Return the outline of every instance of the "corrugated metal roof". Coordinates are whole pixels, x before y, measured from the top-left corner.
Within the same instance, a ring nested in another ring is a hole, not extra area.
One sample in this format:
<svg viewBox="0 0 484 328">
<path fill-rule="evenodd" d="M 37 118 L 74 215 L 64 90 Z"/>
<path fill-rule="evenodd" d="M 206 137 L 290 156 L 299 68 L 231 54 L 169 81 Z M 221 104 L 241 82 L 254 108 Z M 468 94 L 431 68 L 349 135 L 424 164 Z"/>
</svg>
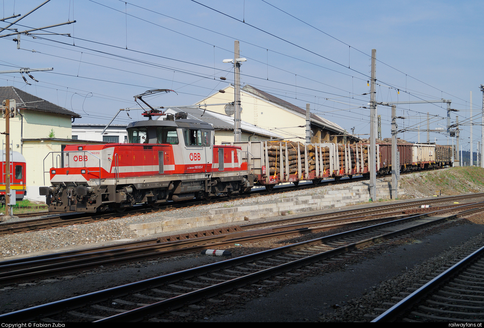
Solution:
<svg viewBox="0 0 484 328">
<path fill-rule="evenodd" d="M 246 84 L 245 86 L 242 88 L 242 90 L 249 92 L 249 93 L 252 93 L 256 95 L 256 96 L 258 96 L 264 99 L 265 99 L 266 100 L 276 104 L 280 106 L 282 106 L 283 107 L 286 107 L 288 109 L 293 110 L 295 112 L 297 112 L 299 114 L 304 115 L 304 117 L 306 116 L 305 109 L 303 109 L 300 107 L 293 104 L 290 103 L 288 103 L 285 100 L 283 100 L 281 98 L 277 98 L 273 95 L 268 93 L 267 92 L 262 91 L 262 90 L 259 90 L 257 88 L 254 88 L 254 87 L 252 87 L 248 84 Z M 328 120 L 326 119 L 323 119 L 316 114 L 311 114 L 311 120 L 315 123 L 323 125 L 329 129 L 333 130 L 336 132 L 343 133 L 344 131 L 344 129 L 338 124 L 334 123 L 333 122 Z"/>
<path fill-rule="evenodd" d="M 203 109 L 199 108 L 183 107 L 169 108 L 166 109 L 165 112 L 174 114 L 178 112 L 185 112 L 190 118 L 207 122 L 213 126 L 214 129 L 226 129 L 227 130 L 233 130 L 234 129 L 234 122 L 233 117 L 210 110 L 204 111 Z M 158 118 L 160 117 L 158 117 Z M 241 121 L 241 129 L 242 131 L 246 131 L 251 133 L 255 132 L 261 135 L 272 136 L 276 138 L 282 138 L 282 136 L 272 131 L 259 128 L 245 121 Z"/>
<path fill-rule="evenodd" d="M 74 113 L 71 110 L 66 109 L 63 107 L 60 107 L 50 102 L 47 101 L 45 99 L 39 98 L 37 96 L 34 96 L 12 86 L 0 87 L 0 99 L 2 100 L 15 99 L 17 104 L 24 104 L 17 106 L 19 108 L 69 115 L 76 119 L 79 119 L 81 117 L 78 114 Z M 39 102 L 32 103 L 31 102 Z M 30 103 L 28 104 L 29 103 Z"/>
</svg>

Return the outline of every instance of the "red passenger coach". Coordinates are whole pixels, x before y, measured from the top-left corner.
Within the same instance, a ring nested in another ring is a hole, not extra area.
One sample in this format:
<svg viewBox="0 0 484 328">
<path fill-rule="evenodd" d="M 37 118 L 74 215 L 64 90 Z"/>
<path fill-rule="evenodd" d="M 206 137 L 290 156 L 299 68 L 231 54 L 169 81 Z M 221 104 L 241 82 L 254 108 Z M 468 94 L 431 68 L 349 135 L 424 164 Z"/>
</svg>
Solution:
<svg viewBox="0 0 484 328">
<path fill-rule="evenodd" d="M 0 203 L 5 204 L 5 151 L 2 153 L 1 183 L 0 184 Z M 10 190 L 15 193 L 17 201 L 24 199 L 26 194 L 25 189 L 25 158 L 18 151 L 10 152 Z"/>
<path fill-rule="evenodd" d="M 241 148 L 214 145 L 212 125 L 177 117 L 130 123 L 129 143 L 70 145 L 51 153 L 52 185 L 40 188 L 49 210 L 122 211 L 137 203 L 155 207 L 250 190 Z M 62 164 L 54 167 L 59 155 Z"/>
</svg>

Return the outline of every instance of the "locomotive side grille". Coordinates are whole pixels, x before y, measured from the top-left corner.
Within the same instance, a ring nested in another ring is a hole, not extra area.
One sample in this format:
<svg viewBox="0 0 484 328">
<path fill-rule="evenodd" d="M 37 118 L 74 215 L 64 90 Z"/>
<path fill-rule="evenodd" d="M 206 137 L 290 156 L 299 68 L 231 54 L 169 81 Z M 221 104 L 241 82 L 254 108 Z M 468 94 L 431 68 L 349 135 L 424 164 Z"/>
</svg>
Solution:
<svg viewBox="0 0 484 328">
<path fill-rule="evenodd" d="M 163 168 L 163 158 L 164 157 L 163 151 L 158 152 L 158 173 L 160 174 L 164 173 L 164 169 Z"/>
<path fill-rule="evenodd" d="M 224 149 L 218 149 L 218 170 L 224 170 Z"/>
</svg>

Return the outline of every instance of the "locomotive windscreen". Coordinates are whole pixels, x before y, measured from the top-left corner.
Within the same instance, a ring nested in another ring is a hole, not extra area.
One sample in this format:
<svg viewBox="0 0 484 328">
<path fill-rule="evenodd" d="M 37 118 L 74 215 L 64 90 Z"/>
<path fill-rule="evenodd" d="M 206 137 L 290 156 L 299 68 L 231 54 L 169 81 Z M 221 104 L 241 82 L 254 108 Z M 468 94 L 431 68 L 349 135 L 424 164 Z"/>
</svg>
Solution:
<svg viewBox="0 0 484 328">
<path fill-rule="evenodd" d="M 146 128 L 130 128 L 128 129 L 128 138 L 130 143 L 147 144 Z"/>
<path fill-rule="evenodd" d="M 178 135 L 177 128 L 171 126 L 156 128 L 158 143 L 178 144 Z"/>
</svg>

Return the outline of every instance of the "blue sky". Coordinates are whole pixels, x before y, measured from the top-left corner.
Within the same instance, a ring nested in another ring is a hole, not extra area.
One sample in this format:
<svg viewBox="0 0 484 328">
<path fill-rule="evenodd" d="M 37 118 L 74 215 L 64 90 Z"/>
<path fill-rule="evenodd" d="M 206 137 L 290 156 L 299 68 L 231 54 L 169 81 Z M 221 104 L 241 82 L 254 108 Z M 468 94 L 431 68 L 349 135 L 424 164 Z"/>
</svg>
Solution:
<svg viewBox="0 0 484 328">
<path fill-rule="evenodd" d="M 377 65 L 382 85 L 377 89 L 378 100 L 452 99 L 452 108 L 461 111 L 457 113 L 459 121 L 467 118 L 468 122 L 469 91 L 474 115 L 482 107 L 484 5 L 481 2 L 267 0 L 327 34 L 260 0 L 198 2 L 234 18 L 190 0 L 127 4 L 51 0 L 19 22 L 28 27 L 15 27 L 23 30 L 74 19 L 76 23 L 48 30 L 70 33 L 76 38 L 37 36 L 52 40 L 48 41 L 22 35 L 21 47 L 26 50 L 17 49 L 12 37 L 0 38 L 0 70 L 54 68 L 52 72 L 32 74 L 39 82 L 32 81 L 31 86 L 26 85 L 19 74 L 3 74 L 1 85 L 13 84 L 72 108 L 83 116 L 76 123 L 106 123 L 118 109 L 137 107 L 133 96 L 149 89 L 178 92 L 152 97 L 150 102 L 163 106 L 193 104 L 225 87 L 233 74 L 231 65 L 222 60 L 232 58 L 233 41 L 238 39 L 241 55 L 248 59 L 242 68 L 242 83 L 302 107 L 310 103 L 314 112 L 348 131 L 356 127 L 355 133 L 369 133 L 368 110 L 328 113 L 351 106 L 325 98 L 352 96 L 337 100 L 366 105 L 368 98 L 354 95 L 369 91 L 366 75 L 374 48 L 381 61 Z M 4 0 L 0 10 L 4 16 L 11 15 L 15 4 L 15 13 L 24 14 L 41 2 Z M 227 79 L 222 81 L 221 76 Z M 400 105 L 397 115 L 407 118 L 399 119 L 398 125 L 415 124 L 429 112 L 438 116 L 431 120 L 431 128 L 445 126 L 445 120 L 436 121 L 445 117 L 441 108 L 445 104 Z M 139 113 L 132 111 L 130 115 L 141 119 Z M 389 137 L 390 108 L 378 106 L 378 114 L 383 136 Z M 120 118 L 115 123 L 131 120 L 125 114 Z M 269 129 L 284 127 L 272 126 L 270 121 L 264 124 Z M 469 127 L 461 127 L 463 149 L 468 149 Z M 474 126 L 476 144 L 480 131 L 480 126 Z M 399 136 L 417 140 L 414 132 Z M 426 137 L 421 133 L 422 141 Z M 445 135 L 431 133 L 431 141 L 436 137 L 439 143 L 447 142 Z"/>
</svg>

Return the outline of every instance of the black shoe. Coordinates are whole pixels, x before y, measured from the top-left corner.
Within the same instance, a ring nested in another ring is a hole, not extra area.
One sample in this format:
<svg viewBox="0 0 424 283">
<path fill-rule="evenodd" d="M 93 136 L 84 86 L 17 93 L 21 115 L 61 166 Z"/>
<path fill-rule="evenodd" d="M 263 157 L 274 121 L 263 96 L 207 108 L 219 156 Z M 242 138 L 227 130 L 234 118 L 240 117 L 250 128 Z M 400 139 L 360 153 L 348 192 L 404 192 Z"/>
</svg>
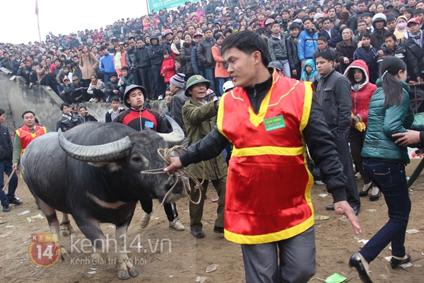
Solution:
<svg viewBox="0 0 424 283">
<path fill-rule="evenodd" d="M 23 202 L 21 200 L 17 200 L 17 199 L 10 199 L 9 200 L 9 204 L 16 204 L 16 205 L 19 205 L 19 204 L 22 204 Z"/>
<path fill-rule="evenodd" d="M 194 236 L 194 238 L 203 238 L 205 236 L 205 233 L 204 233 L 203 231 L 192 231 L 192 235 L 193 235 Z"/>
<path fill-rule="evenodd" d="M 395 269 L 400 265 L 403 265 L 404 263 L 408 263 L 411 261 L 411 255 L 406 255 L 406 260 L 398 260 L 391 257 L 391 260 L 390 260 L 390 265 L 391 265 L 391 268 Z"/>
<path fill-rule="evenodd" d="M 378 190 L 378 193 L 377 195 L 371 194 L 371 195 L 370 195 L 370 200 L 372 202 L 376 202 L 376 201 L 379 200 L 381 194 L 382 194 L 382 191 L 379 190 Z"/>
<path fill-rule="evenodd" d="M 368 191 L 372 189 L 372 183 L 371 183 L 371 185 L 370 186 L 370 187 L 368 187 L 368 190 L 361 190 L 360 192 L 359 192 L 359 196 L 360 197 L 366 197 L 367 195 L 368 195 Z"/>
<path fill-rule="evenodd" d="M 372 283 L 372 281 L 371 281 L 371 279 L 370 278 L 370 275 L 368 275 L 368 270 L 367 270 L 368 262 L 363 262 L 361 255 L 359 253 L 356 253 L 351 257 L 349 267 L 356 268 L 356 270 L 358 270 L 358 273 L 359 274 L 359 278 L 363 282 Z"/>
<path fill-rule="evenodd" d="M 223 234 L 224 233 L 224 228 L 215 226 L 213 226 L 213 233 L 216 233 L 217 234 Z"/>
<path fill-rule="evenodd" d="M 358 214 L 359 214 L 359 212 L 360 211 L 360 207 L 352 207 L 352 209 L 353 209 L 355 215 L 358 216 Z"/>
</svg>

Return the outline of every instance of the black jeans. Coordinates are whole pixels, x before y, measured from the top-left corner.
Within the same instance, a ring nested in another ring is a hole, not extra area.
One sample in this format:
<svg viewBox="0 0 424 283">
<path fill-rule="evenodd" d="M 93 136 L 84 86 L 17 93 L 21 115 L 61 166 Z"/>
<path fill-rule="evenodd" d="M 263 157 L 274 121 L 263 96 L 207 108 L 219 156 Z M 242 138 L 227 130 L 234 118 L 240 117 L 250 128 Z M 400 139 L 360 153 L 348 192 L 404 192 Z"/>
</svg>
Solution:
<svg viewBox="0 0 424 283">
<path fill-rule="evenodd" d="M 364 171 L 362 166 L 362 156 L 360 155 L 362 148 L 364 146 L 366 134 L 367 131 L 360 132 L 355 128 L 351 128 L 351 131 L 349 132 L 349 143 L 351 144 L 351 152 L 352 153 L 352 158 L 353 158 L 353 162 L 355 162 L 356 170 L 360 173 L 360 175 L 364 180 L 364 184 L 369 184 L 371 180 Z"/>
<path fill-rule="evenodd" d="M 368 262 L 374 260 L 391 242 L 391 255 L 405 256 L 405 233 L 408 226 L 411 200 L 405 174 L 405 165 L 363 158 L 365 173 L 384 195 L 389 212 L 389 221 L 360 250 Z"/>
<path fill-rule="evenodd" d="M 153 201 L 151 198 L 146 197 L 146 199 L 140 200 L 140 204 L 141 204 L 141 209 L 146 213 L 151 214 L 153 211 Z M 177 204 L 175 202 L 172 202 L 174 208 L 170 203 L 164 203 L 163 209 L 168 221 L 170 222 L 174 221 L 175 218 L 178 216 L 178 212 L 177 212 Z"/>
</svg>

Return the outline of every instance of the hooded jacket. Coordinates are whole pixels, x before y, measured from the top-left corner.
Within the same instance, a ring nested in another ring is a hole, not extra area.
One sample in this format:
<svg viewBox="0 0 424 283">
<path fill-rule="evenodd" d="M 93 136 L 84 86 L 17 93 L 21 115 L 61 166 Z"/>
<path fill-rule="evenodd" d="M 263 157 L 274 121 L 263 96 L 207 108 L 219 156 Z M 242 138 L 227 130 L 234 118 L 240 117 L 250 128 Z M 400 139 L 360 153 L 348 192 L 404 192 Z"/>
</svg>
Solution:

◇ ◇ ◇ ◇

▸ **WHAT TO DO**:
Reproduce the rows verbatim from the very first line through the line containing "203 109 L 199", including both of those lines. Omit the pictures from your output.

▸ **SOLVED EXERCISE**:
Return the outline of every instance of the "corrugated metal roof". Coordinates are whole pixels, x before y, measured from the top-left corner.
Within the same instance, a ring nested in another ring is a hole, not extra area.
One sample in this format:
<svg viewBox="0 0 484 328">
<path fill-rule="evenodd" d="M 37 118 L 74 215 L 64 90 Z"/>
<path fill-rule="evenodd" d="M 206 137 L 290 156 L 299 68 L 231 54 L 169 81 Z M 221 104 L 241 82 L 254 108 Z M 468 94 L 431 68 L 349 135 L 424 164 Z"/>
</svg>
Solution:
<svg viewBox="0 0 484 328">
<path fill-rule="evenodd" d="M 246 84 L 245 86 L 242 88 L 242 90 L 249 92 L 249 93 L 252 93 L 256 95 L 256 96 L 258 96 L 264 99 L 265 99 L 266 100 L 276 104 L 280 106 L 282 106 L 283 107 L 286 107 L 288 109 L 293 110 L 295 112 L 297 112 L 299 114 L 304 115 L 304 117 L 306 116 L 305 109 L 303 109 L 300 107 L 293 104 L 290 103 L 288 103 L 285 100 L 283 100 L 281 98 L 277 98 L 273 95 L 268 93 L 267 92 L 262 91 L 262 90 L 259 90 L 257 88 L 254 88 L 254 87 L 252 87 L 248 84 Z M 328 120 L 326 119 L 323 119 L 316 114 L 311 114 L 311 120 L 315 123 L 323 125 L 329 129 L 333 130 L 336 132 L 343 133 L 344 131 L 344 129 L 338 124 L 334 123 L 333 122 Z"/>
<path fill-rule="evenodd" d="M 203 109 L 199 108 L 183 107 L 169 108 L 166 109 L 165 112 L 174 114 L 178 112 L 185 112 L 190 118 L 207 122 L 213 126 L 214 129 L 226 129 L 227 130 L 233 130 L 234 129 L 234 122 L 233 117 L 210 110 L 204 111 Z M 158 118 L 160 117 L 158 117 Z M 241 121 L 241 129 L 242 131 L 246 131 L 251 133 L 255 132 L 261 135 L 272 136 L 276 138 L 282 138 L 282 136 L 272 131 L 259 128 L 245 121 Z"/>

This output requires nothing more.